Extracted material>
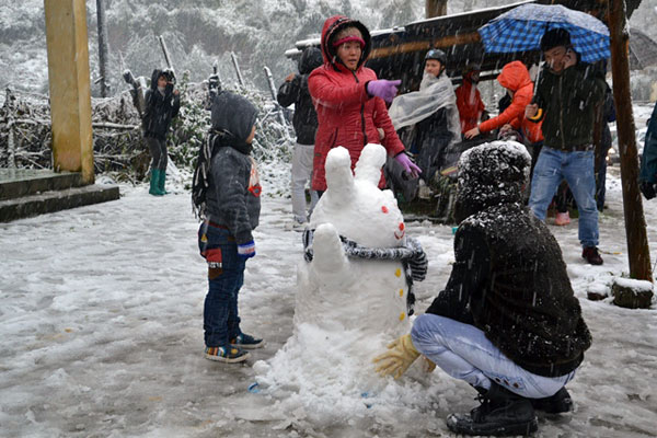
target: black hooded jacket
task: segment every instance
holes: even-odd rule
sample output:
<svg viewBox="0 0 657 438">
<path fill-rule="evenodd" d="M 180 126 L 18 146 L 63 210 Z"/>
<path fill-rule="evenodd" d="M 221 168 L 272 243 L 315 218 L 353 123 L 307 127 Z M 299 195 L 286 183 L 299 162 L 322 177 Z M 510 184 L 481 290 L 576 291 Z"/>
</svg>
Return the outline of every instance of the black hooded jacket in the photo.
<svg viewBox="0 0 657 438">
<path fill-rule="evenodd" d="M 173 94 L 173 85 L 168 84 L 164 94 L 158 90 L 158 79 L 162 76 L 162 70 L 153 70 L 151 76 L 151 87 L 146 92 L 143 118 L 141 126 L 143 137 L 154 137 L 160 140 L 166 138 L 166 131 L 171 126 L 171 119 L 177 117 L 181 108 L 180 95 Z"/>
<path fill-rule="evenodd" d="M 253 241 L 260 219 L 260 184 L 246 139 L 255 126 L 257 110 L 246 99 L 223 91 L 212 102 L 211 165 L 208 175 L 206 217 L 228 228 L 238 244 Z"/>
<path fill-rule="evenodd" d="M 481 148 L 488 149 L 469 154 Z M 530 372 L 563 376 L 579 366 L 591 335 L 558 243 L 523 206 L 530 158 L 500 161 L 504 148 L 476 147 L 459 162 L 458 212 L 468 217 L 451 276 L 427 313 L 476 326 Z"/>
<path fill-rule="evenodd" d="M 292 125 L 297 132 L 297 142 L 300 145 L 314 145 L 318 130 L 318 114 L 308 91 L 308 77 L 310 72 L 324 62 L 322 50 L 308 47 L 299 58 L 299 74 L 289 82 L 284 82 L 278 89 L 276 100 L 281 106 L 295 104 Z"/>
</svg>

Request> Copy the rows above word for word, leaving out the picture.

Exercise output>
target: black hooded jacket
task: segment every instance
holes: even-odd rule
sample output:
<svg viewBox="0 0 657 438">
<path fill-rule="evenodd" d="M 180 126 L 18 146 L 63 210 Z"/>
<path fill-rule="evenodd" d="M 221 168 L 272 243 L 315 218 L 353 123 L 307 127 Z M 299 195 L 286 183 L 299 162 L 322 177 Z M 510 184 L 481 290 L 576 291 Z"/>
</svg>
Return the outline of every instance of the black hooded jacket in the photo.
<svg viewBox="0 0 657 438">
<path fill-rule="evenodd" d="M 173 94 L 173 85 L 168 84 L 164 94 L 158 90 L 158 79 L 162 76 L 162 70 L 153 70 L 151 76 L 151 87 L 146 92 L 143 118 L 141 126 L 143 137 L 154 137 L 160 140 L 166 138 L 166 131 L 171 126 L 171 119 L 177 117 L 181 108 L 180 95 Z"/>
<path fill-rule="evenodd" d="M 253 241 L 260 219 L 260 184 L 246 139 L 255 126 L 257 110 L 246 99 L 223 91 L 212 102 L 211 165 L 208 175 L 206 217 L 228 228 L 238 244 Z"/>
<path fill-rule="evenodd" d="M 481 148 L 488 149 L 469 154 Z M 530 372 L 563 376 L 579 366 L 591 335 L 558 243 L 523 206 L 530 158 L 500 161 L 504 148 L 476 147 L 459 162 L 458 212 L 468 217 L 451 276 L 427 313 L 476 326 Z"/>
<path fill-rule="evenodd" d="M 292 125 L 297 132 L 297 142 L 300 145 L 314 145 L 318 130 L 318 114 L 308 91 L 308 77 L 310 72 L 324 62 L 322 50 L 308 47 L 299 58 L 299 74 L 289 82 L 284 82 L 278 89 L 276 100 L 281 106 L 295 104 Z"/>
</svg>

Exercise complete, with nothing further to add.